#### RECORD SET:
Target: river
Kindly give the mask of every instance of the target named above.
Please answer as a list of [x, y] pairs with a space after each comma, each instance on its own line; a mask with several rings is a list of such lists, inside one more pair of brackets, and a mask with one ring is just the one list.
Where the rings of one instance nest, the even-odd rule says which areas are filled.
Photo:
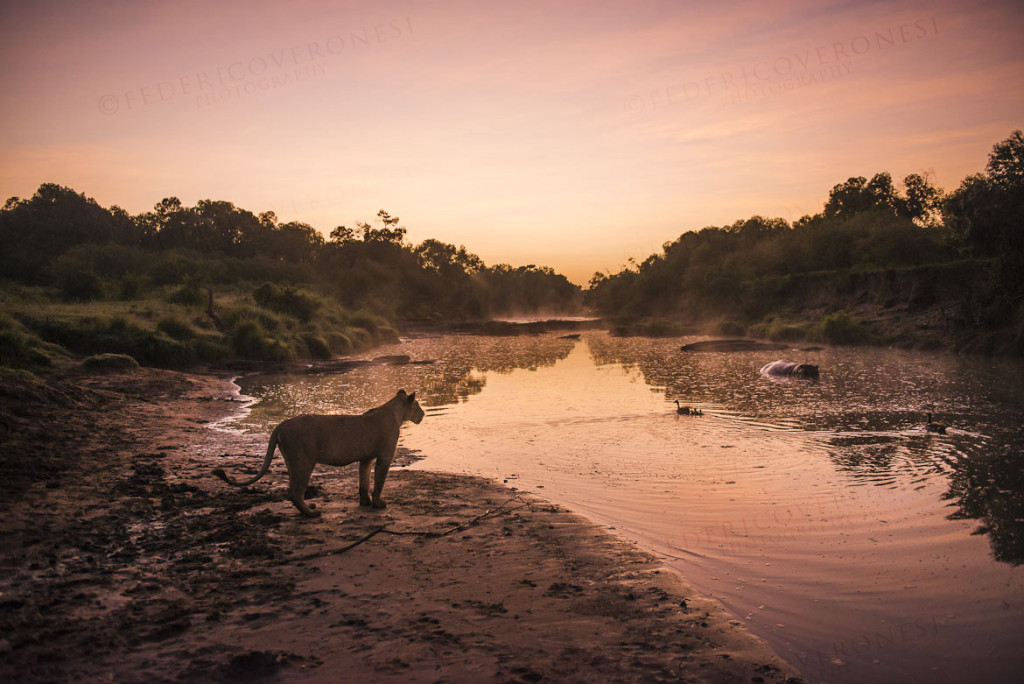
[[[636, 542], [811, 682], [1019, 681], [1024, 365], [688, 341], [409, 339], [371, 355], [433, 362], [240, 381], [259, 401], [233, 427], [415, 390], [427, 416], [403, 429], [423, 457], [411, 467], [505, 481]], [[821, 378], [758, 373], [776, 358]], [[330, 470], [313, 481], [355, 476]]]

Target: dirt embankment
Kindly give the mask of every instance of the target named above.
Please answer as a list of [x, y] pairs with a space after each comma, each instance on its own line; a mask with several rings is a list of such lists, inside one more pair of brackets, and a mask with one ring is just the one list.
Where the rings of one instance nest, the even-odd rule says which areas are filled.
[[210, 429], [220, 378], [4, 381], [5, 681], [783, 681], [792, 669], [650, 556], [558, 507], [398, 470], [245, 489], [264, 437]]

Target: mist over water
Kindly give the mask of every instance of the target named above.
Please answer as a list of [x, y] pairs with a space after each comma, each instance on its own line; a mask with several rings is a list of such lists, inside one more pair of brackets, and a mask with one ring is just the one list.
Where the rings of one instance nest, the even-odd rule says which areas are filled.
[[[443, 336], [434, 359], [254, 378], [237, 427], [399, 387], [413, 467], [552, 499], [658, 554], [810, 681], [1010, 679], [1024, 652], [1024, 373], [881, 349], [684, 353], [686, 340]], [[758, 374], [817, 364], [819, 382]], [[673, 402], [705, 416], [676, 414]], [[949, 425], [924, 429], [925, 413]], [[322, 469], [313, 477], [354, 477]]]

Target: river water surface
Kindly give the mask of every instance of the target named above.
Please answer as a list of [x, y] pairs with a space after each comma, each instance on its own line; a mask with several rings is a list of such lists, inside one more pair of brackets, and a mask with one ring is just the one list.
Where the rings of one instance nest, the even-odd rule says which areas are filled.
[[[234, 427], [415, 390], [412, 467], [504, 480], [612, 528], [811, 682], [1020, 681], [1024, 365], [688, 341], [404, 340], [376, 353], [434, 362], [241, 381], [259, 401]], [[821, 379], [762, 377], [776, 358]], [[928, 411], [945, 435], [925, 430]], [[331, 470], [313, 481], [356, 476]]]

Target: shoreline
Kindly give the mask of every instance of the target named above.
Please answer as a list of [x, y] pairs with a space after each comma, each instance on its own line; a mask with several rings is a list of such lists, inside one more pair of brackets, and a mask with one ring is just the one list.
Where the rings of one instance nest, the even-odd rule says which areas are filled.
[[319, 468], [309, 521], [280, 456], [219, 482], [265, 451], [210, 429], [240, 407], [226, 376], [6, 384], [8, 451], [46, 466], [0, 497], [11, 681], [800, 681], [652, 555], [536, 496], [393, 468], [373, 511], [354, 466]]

#### AIM:
Reproduce the data above word for word, leaving out the pictures.

#### THE ANSWER:
Target: river
Kindly give the mask of every instance of the target named above.
Please answer as a list of [x, y] pairs with a space after each comma, each instance on its own line; a mask with several rings is a list of such lists, inside one more pair of brackets, and a mask with one ring is just the one list.
Where the rings of one instance nest, the even-odd rule says which areas are filled.
Photo:
[[[636, 542], [811, 682], [1019, 681], [1024, 365], [688, 341], [409, 339], [371, 355], [433, 362], [240, 381], [259, 401], [233, 427], [415, 390], [427, 416], [403, 429], [423, 457], [411, 467], [505, 481]], [[821, 378], [758, 373], [776, 358]], [[330, 470], [313, 481], [355, 476]]]

Target: dirt embankment
Kindly give the mask of every instance of the target named above.
Please answer as a list of [x, y] pairs with a space after each comma, each instance on its own line; a mask with several rings is a list of such lists, inside one more pair of brackets, and a mask with one ring is just the one list.
Where the rings of one instance nest, the even-odd rule says which areas are filled.
[[210, 429], [220, 378], [4, 381], [5, 681], [783, 681], [792, 669], [650, 556], [558, 507], [398, 470], [245, 489], [264, 437]]

Target: mist over water
Kindly give the mask of every instance of the target named above.
Please answer as a list of [x, y] pairs with a space after each comma, each instance on its own line; a mask with several rings is a list of such lists, inside one more pair of brackets, and a mask with one ring is just the one list.
Where the rings of one instance nest, the even-odd rule says which areas are filled.
[[[443, 336], [434, 359], [254, 378], [237, 427], [399, 387], [413, 467], [552, 499], [658, 554], [810, 681], [1010, 679], [1024, 652], [1024, 373], [881, 349], [684, 353], [686, 340]], [[758, 374], [817, 364], [819, 382]], [[673, 402], [705, 416], [676, 414]], [[949, 425], [924, 429], [925, 413]], [[322, 469], [313, 477], [354, 477]]]

Target: river water surface
Kindly give the mask of every instance of the target named above.
Please answer as a list of [x, y] pairs with a space after each comma, each instance on its own line; a mask with several rings is a list of such lists, inside one more pair of brackets, and a mask with one ring is just the one list.
Where the rings of one instance nest, the even-odd rule says which areas are filled.
[[[234, 427], [415, 390], [412, 467], [504, 480], [612, 528], [811, 682], [1020, 681], [1024, 365], [688, 341], [404, 340], [376, 353], [434, 362], [241, 381], [259, 401]], [[821, 379], [762, 377], [776, 358]], [[928, 411], [945, 435], [925, 430]], [[331, 470], [313, 481], [356, 476]]]

Target: shoreline
Kindly give the mask of every instance of the target named above.
Please answer as a list of [x, y] pairs with a space after each comma, each instance on its own line; a mask with several rings is a list of such lists, inside one more pair of brackets, and a mask with one ring is just the one list.
Where the rings of one instance nest, the even-odd rule says which areas are filled.
[[319, 468], [309, 521], [280, 456], [219, 482], [265, 451], [210, 429], [240, 407], [226, 376], [6, 384], [8, 451], [46, 466], [0, 497], [11, 681], [800, 681], [652, 555], [536, 496], [393, 468], [373, 511], [354, 466]]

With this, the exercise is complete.